[Source records]
- - -

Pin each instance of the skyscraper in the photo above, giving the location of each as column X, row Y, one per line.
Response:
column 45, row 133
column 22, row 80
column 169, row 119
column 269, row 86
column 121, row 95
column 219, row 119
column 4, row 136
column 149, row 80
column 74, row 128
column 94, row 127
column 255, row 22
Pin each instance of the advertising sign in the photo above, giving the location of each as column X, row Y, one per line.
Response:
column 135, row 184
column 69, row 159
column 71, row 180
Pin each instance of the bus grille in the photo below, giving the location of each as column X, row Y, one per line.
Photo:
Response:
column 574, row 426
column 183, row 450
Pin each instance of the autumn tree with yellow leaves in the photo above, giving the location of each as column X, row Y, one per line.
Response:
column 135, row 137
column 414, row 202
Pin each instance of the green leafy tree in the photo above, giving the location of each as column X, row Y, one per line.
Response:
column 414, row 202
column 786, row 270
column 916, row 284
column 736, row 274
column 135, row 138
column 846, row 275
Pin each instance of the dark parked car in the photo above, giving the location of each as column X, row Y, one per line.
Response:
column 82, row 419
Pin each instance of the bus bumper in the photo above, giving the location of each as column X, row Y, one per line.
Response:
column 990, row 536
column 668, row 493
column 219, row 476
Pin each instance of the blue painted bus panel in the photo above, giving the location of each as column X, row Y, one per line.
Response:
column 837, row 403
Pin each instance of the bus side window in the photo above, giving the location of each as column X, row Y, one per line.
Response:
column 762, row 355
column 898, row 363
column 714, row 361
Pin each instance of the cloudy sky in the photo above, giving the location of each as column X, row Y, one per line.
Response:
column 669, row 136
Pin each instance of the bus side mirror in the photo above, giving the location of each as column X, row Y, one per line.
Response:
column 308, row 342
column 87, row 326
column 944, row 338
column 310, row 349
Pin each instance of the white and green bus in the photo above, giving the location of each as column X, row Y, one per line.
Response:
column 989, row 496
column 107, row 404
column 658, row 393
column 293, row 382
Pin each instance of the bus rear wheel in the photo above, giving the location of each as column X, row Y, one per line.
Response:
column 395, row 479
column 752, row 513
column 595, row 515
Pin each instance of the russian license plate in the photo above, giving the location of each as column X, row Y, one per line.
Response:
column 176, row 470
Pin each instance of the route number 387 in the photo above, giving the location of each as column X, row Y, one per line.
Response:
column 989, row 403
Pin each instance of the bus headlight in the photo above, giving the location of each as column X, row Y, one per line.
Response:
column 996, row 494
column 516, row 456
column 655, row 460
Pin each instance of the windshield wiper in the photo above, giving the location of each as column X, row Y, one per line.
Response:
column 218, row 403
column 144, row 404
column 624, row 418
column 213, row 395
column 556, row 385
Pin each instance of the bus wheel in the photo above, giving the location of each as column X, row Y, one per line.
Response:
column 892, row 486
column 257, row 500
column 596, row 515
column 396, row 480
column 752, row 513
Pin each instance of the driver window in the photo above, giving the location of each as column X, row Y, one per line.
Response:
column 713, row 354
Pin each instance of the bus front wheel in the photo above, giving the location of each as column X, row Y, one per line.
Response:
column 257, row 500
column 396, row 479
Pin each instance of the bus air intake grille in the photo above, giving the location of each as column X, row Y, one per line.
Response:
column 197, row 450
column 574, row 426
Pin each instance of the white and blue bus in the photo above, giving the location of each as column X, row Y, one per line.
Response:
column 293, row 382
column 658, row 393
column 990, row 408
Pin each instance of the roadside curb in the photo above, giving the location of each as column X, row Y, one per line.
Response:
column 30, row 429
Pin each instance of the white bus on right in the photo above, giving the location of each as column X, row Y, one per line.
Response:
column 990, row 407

- - -

- [YOUR OBJECTIVE] Restate the data word for word.

- [SOLUTION TO THE EXERCISE]
Pin each instance of the skyscraper in the photo above, giving the location of each as column X, row Y, one per line.
Response:
column 45, row 133
column 22, row 80
column 169, row 119
column 269, row 86
column 121, row 95
column 219, row 119
column 4, row 136
column 149, row 80
column 74, row 128
column 94, row 127
column 255, row 22
Pin each instance of the advertising sign in the photo above, giving the location of each as column X, row Y, one per line.
Response:
column 135, row 184
column 69, row 159
column 71, row 180
Pin each instance of the bus grille in the photo below, giving the location of each as column X, row Y, one per line.
Photo:
Response:
column 574, row 426
column 183, row 450
Pin each instance of the autumn tree with yellow leaves in the photo above, giving the location of each as column X, row Y, one per line.
Response:
column 135, row 137
column 414, row 202
Pin each instance of the green leafy tree in the photo above, giving the location of each as column X, row Y, one per line.
Response:
column 414, row 202
column 786, row 270
column 916, row 284
column 736, row 274
column 135, row 138
column 846, row 275
Pin each instance of the dark parked car in the photo above, giving the location of each as column X, row Y, one per line.
Response:
column 82, row 419
Pin each instance of the bus bumper in the photo above, giving the location of each as column X, row Y, one per line.
Response:
column 990, row 536
column 668, row 493
column 219, row 476
Pin each instance of the blue painted bus panel in the photo above, giving the location of each as column X, row Y, one per line.
Response:
column 837, row 403
Pin each instance of the bus side window in the photo above, giving the location of each as column X, row Y, one per line.
Response:
column 762, row 355
column 898, row 363
column 714, row 361
Pin each instance of the cloudy sky in the photo above, giving the location of each as column X, row Y, one per line.
Response:
column 669, row 136
Pin each instance of the bus side mirror in the photo above, giving the location of each as column X, row Y, one per line.
Response:
column 308, row 342
column 87, row 326
column 944, row 338
column 310, row 349
Pin each instance of the white and green bus in the photo above, giving the location of each as column X, row Y, one per line.
Response:
column 989, row 496
column 107, row 404
column 658, row 393
column 293, row 382
Pin each instance of the bus rear wheel in the photo above, giving the location of each as column X, row Y, one per line.
Response:
column 395, row 479
column 752, row 513
column 595, row 515
Pin each instance of the russian license plate in the photo above, giving the location of each as column X, row Y, one per line.
Response:
column 176, row 470
Pin each instance of the route number 387 in the photo above, giving the location of each as column X, row Y, one per line.
Response:
column 989, row 403
Pin each instance of the bus headlight in the photo above, giving the location of each as column X, row Y, one per line.
Response:
column 996, row 494
column 516, row 456
column 655, row 460
Pin each instance of the windshield wiper in the photo above, giving the location of each as column X, row Y, one per line.
Response:
column 218, row 403
column 144, row 404
column 624, row 418
column 213, row 395
column 556, row 385
Pin each instance of the bus wheel in the photo above, giving the location of each as column X, row Y, one per line.
Response:
column 892, row 486
column 257, row 500
column 596, row 515
column 396, row 480
column 752, row 513
Pin each instance of the driver window in the photo above, giving the location of each as column X, row Y, one per line.
Response:
column 713, row 354
Pin each instance of the bus front wheel in the photo above, giving the location of each as column X, row Y, one per line.
Response:
column 257, row 500
column 396, row 479
Pin each instance of the bus air intake grille in the photo above, giving the location of each as column X, row Y, one per line.
Response:
column 197, row 450
column 574, row 426
Pin each instance of the white and blue bus in the photo above, giving the location of each as column X, row Y, one per line.
Response:
column 293, row 382
column 658, row 393
column 990, row 408
Pin each instance of the roadside curb in the photo above, giving the location of each as column X, row Y, one per line.
Response:
column 30, row 429
Pin each instance of the white bus on right in the photo above, giving the location of each as column X, row Y, one per line.
Response:
column 990, row 407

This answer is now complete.